• **GOAL**
Reproduce the listing below verbatim, starting at the line containing "target | tarnished silver surface" and ending after the line containing "x=192 y=576".

Items from a data source
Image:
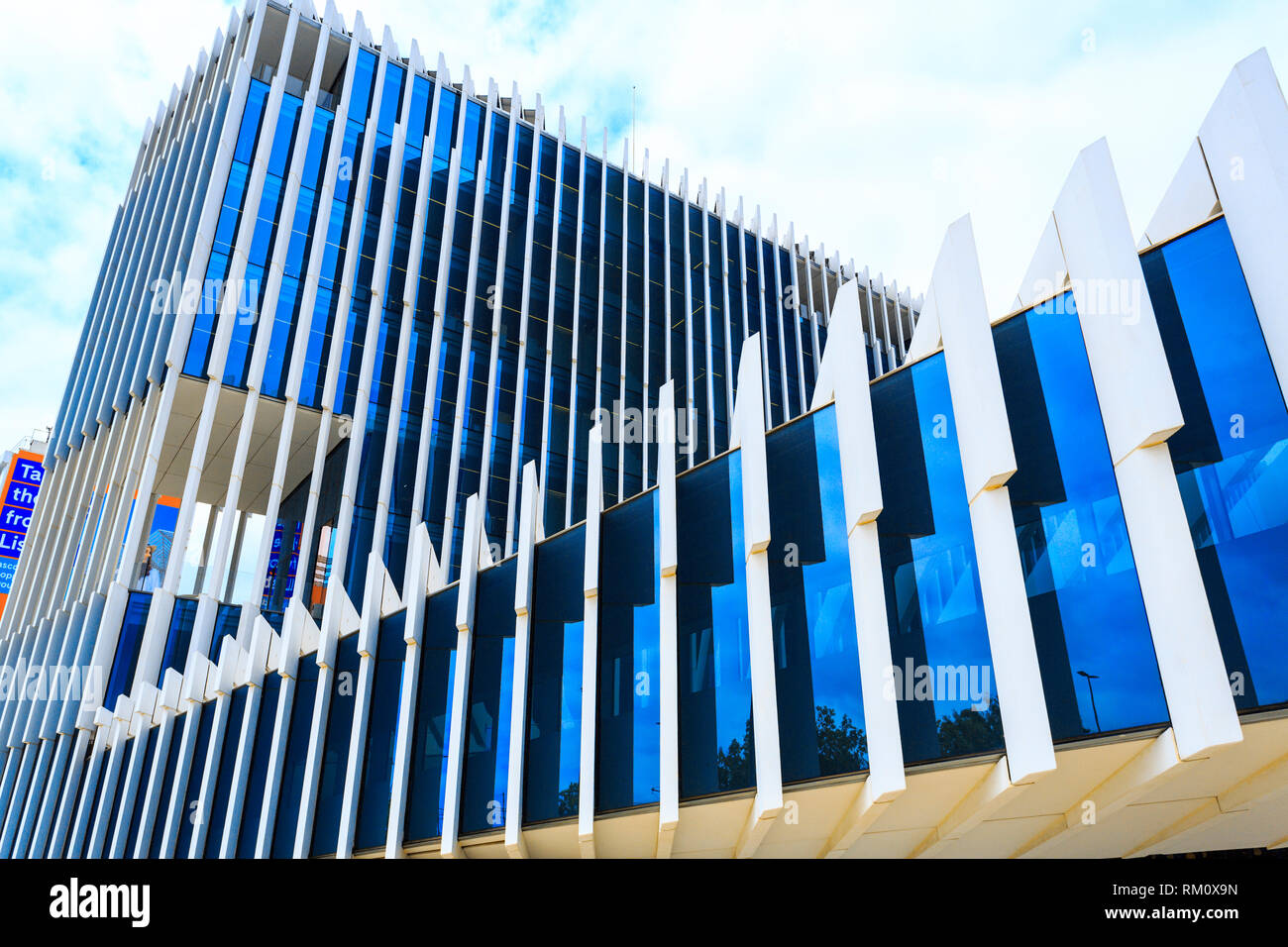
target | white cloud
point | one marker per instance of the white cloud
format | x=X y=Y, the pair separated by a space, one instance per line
x=871 y=125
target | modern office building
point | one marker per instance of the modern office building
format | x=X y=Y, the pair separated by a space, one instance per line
x=429 y=483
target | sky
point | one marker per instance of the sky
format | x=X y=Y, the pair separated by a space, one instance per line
x=870 y=125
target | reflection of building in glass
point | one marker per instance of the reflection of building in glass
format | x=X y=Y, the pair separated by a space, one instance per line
x=361 y=574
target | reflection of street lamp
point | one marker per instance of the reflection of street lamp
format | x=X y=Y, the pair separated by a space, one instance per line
x=1090 y=678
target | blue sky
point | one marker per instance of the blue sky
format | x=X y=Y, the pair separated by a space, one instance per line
x=871 y=125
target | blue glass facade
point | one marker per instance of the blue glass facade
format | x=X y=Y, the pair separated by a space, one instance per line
x=1228 y=455
x=1093 y=638
x=943 y=668
x=544 y=282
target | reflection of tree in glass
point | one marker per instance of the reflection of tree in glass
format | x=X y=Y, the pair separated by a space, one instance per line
x=841 y=748
x=969 y=731
x=570 y=799
x=734 y=766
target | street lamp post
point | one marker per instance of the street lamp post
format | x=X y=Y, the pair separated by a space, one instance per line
x=1091 y=690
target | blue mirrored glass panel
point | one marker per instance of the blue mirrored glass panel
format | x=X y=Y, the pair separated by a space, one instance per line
x=943 y=669
x=179 y=637
x=1229 y=457
x=128 y=647
x=1093 y=639
x=815 y=643
x=627 y=766
x=553 y=757
x=487 y=722
x=426 y=780
x=335 y=755
x=381 y=731
x=716 y=750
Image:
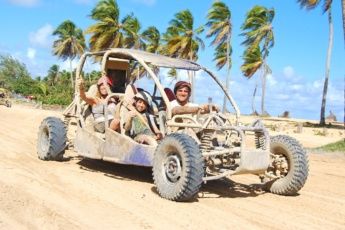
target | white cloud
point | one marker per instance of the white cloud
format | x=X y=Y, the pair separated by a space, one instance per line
x=270 y=80
x=42 y=37
x=84 y=2
x=28 y=3
x=31 y=53
x=288 y=71
x=317 y=84
x=145 y=2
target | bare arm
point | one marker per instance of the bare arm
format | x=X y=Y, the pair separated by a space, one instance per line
x=90 y=100
x=128 y=124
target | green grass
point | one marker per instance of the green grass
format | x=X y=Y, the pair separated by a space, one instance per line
x=338 y=146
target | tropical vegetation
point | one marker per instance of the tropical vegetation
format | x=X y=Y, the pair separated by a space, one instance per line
x=181 y=39
x=327 y=7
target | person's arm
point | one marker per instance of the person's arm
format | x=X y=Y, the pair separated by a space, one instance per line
x=184 y=110
x=90 y=100
x=128 y=124
x=156 y=131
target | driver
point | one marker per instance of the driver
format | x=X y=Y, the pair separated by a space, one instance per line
x=181 y=104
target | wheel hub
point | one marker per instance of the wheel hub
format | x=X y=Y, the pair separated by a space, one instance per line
x=172 y=168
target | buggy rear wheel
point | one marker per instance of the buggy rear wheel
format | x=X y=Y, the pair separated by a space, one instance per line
x=289 y=166
x=178 y=167
x=51 y=139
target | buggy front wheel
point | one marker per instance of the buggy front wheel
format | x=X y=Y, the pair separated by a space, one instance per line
x=178 y=167
x=51 y=139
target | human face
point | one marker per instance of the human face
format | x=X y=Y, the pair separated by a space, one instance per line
x=182 y=95
x=103 y=91
x=140 y=105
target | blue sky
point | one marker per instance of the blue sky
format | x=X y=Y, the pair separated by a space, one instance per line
x=298 y=59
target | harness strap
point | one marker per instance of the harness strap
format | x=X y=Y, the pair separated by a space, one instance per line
x=131 y=108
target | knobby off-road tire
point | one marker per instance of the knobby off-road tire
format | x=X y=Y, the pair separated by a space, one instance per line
x=178 y=167
x=51 y=139
x=290 y=149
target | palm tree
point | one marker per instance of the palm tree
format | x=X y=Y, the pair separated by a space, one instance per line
x=182 y=39
x=133 y=38
x=153 y=39
x=343 y=8
x=327 y=7
x=53 y=73
x=219 y=21
x=108 y=31
x=69 y=44
x=173 y=75
x=258 y=24
x=253 y=62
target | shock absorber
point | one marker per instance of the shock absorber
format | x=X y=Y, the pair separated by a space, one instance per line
x=206 y=140
x=260 y=140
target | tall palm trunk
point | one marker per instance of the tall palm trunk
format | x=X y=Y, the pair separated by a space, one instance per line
x=343 y=8
x=191 y=80
x=263 y=112
x=70 y=65
x=325 y=86
x=253 y=99
x=227 y=73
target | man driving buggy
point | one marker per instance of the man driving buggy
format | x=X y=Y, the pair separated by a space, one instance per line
x=181 y=104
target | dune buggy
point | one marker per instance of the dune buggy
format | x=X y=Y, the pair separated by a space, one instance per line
x=180 y=165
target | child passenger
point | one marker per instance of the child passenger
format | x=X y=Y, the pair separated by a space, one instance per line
x=140 y=122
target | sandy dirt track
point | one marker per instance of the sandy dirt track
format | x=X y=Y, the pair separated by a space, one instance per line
x=89 y=194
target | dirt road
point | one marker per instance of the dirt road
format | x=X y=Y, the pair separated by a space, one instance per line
x=88 y=194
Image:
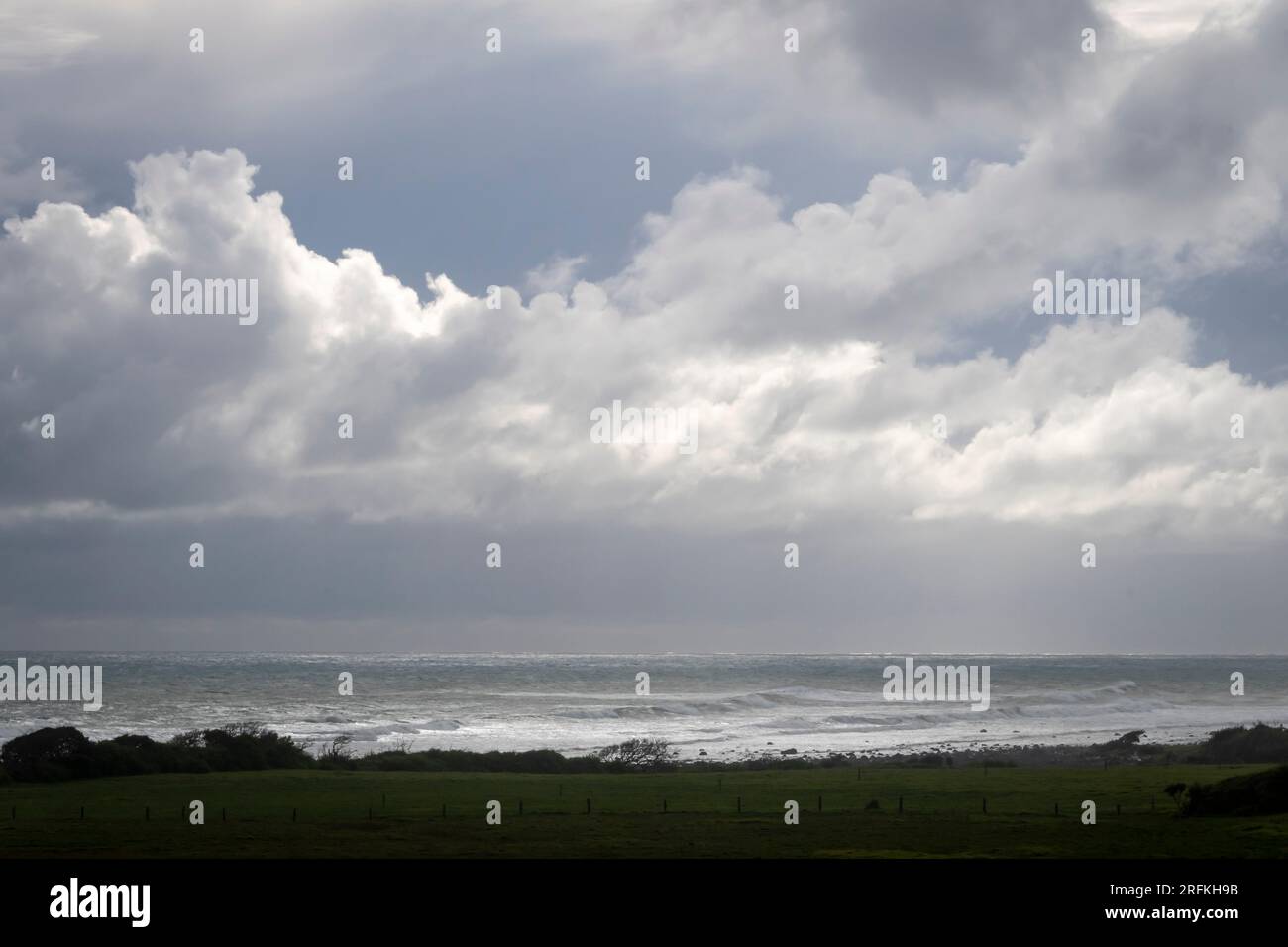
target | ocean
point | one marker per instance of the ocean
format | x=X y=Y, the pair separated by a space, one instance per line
x=724 y=706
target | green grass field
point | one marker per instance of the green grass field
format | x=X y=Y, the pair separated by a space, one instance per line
x=941 y=814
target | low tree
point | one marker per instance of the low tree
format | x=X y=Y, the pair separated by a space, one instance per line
x=639 y=754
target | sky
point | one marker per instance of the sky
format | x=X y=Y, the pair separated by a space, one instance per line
x=941 y=453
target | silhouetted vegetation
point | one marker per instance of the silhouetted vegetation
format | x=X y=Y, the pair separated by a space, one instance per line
x=1260 y=744
x=1254 y=793
x=54 y=754
x=63 y=753
x=638 y=754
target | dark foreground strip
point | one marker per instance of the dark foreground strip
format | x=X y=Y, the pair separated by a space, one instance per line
x=912 y=896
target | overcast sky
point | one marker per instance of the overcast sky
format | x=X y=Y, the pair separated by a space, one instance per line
x=812 y=425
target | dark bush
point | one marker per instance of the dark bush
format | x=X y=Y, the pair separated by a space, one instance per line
x=48 y=755
x=1254 y=793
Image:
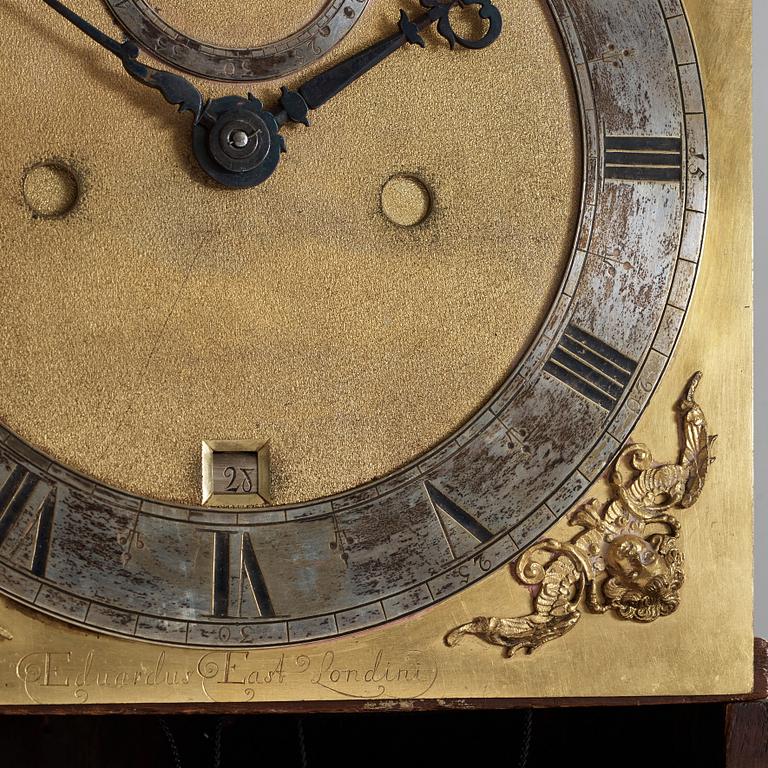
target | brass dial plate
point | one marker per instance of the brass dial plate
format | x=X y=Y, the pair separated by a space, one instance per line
x=130 y=566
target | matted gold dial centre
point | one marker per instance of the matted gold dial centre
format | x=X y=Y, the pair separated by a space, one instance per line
x=297 y=312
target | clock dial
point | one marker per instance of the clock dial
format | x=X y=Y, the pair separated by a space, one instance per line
x=238 y=44
x=523 y=362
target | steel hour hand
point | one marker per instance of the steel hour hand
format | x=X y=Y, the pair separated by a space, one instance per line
x=317 y=91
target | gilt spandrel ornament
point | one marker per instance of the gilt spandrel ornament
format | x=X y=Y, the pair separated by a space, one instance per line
x=626 y=560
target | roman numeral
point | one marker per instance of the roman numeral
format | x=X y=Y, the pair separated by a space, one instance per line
x=638 y=158
x=14 y=497
x=591 y=367
x=247 y=572
x=456 y=516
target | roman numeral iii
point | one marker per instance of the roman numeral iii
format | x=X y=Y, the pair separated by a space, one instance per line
x=638 y=158
x=591 y=367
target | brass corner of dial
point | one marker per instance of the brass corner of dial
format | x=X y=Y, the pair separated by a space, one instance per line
x=627 y=556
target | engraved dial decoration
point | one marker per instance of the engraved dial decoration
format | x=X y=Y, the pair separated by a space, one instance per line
x=126 y=565
x=298 y=49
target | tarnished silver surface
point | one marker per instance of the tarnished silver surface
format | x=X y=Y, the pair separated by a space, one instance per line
x=144 y=23
x=192 y=576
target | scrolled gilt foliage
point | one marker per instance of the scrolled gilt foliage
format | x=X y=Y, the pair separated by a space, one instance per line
x=627 y=557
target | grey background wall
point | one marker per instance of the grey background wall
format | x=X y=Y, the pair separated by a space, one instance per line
x=761 y=315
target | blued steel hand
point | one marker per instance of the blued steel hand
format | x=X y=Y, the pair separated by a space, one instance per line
x=317 y=91
x=175 y=89
x=236 y=140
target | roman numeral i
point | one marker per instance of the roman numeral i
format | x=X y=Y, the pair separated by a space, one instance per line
x=15 y=494
x=227 y=602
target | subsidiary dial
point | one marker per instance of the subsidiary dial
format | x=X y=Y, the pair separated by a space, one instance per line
x=276 y=58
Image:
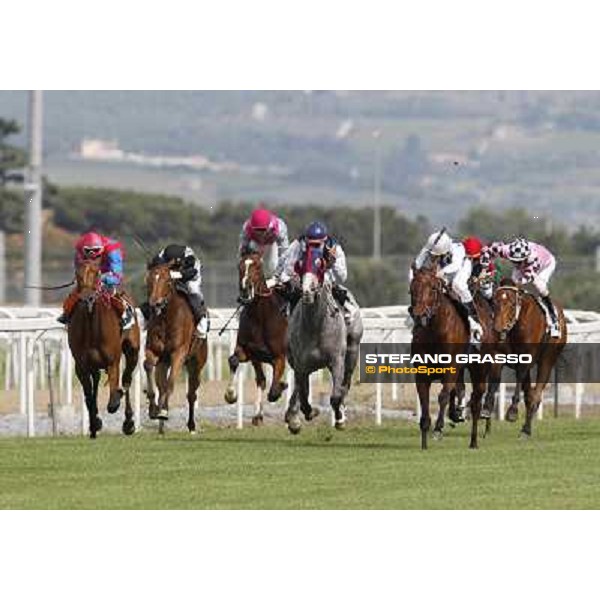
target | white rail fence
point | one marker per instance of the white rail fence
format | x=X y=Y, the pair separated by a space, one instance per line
x=29 y=335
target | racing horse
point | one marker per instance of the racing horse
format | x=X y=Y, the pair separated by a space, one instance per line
x=97 y=343
x=262 y=333
x=522 y=326
x=440 y=326
x=319 y=338
x=171 y=343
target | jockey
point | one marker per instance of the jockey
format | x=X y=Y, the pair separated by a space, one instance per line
x=336 y=272
x=185 y=267
x=455 y=267
x=533 y=263
x=266 y=233
x=91 y=246
x=484 y=275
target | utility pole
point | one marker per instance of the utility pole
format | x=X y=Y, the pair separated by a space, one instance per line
x=33 y=203
x=2 y=267
x=377 y=197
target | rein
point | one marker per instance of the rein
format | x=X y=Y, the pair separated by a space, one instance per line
x=515 y=319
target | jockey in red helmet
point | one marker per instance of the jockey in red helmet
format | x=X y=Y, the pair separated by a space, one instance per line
x=267 y=234
x=92 y=246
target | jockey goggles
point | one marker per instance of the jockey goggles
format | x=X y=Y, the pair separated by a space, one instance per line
x=92 y=251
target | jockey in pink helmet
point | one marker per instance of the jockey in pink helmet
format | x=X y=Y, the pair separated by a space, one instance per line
x=94 y=246
x=532 y=263
x=267 y=234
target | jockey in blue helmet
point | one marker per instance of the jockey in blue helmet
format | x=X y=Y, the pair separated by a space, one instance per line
x=336 y=272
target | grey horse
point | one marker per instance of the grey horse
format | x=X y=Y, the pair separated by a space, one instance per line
x=319 y=338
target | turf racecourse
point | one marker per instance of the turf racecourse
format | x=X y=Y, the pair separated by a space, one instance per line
x=364 y=467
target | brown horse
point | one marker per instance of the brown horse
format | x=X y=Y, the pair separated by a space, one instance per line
x=440 y=327
x=262 y=333
x=97 y=343
x=171 y=342
x=522 y=325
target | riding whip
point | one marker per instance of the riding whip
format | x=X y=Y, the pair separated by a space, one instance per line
x=237 y=310
x=50 y=287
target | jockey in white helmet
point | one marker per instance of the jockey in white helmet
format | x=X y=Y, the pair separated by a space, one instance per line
x=533 y=263
x=454 y=267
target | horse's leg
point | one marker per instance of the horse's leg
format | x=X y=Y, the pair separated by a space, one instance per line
x=131 y=353
x=278 y=386
x=456 y=408
x=495 y=378
x=443 y=399
x=149 y=365
x=261 y=384
x=162 y=372
x=352 y=351
x=425 y=421
x=338 y=393
x=512 y=413
x=478 y=381
x=238 y=356
x=85 y=378
x=533 y=395
x=177 y=360
x=95 y=385
x=116 y=393
x=193 y=369
x=299 y=399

• **EXERCISE OUTPUT**
target | tarnished silver surface
point | one marker per instance of the tarnished silver surface
format | x=X y=Y, the pair separated by a space, one instance per line
x=144 y=23
x=192 y=576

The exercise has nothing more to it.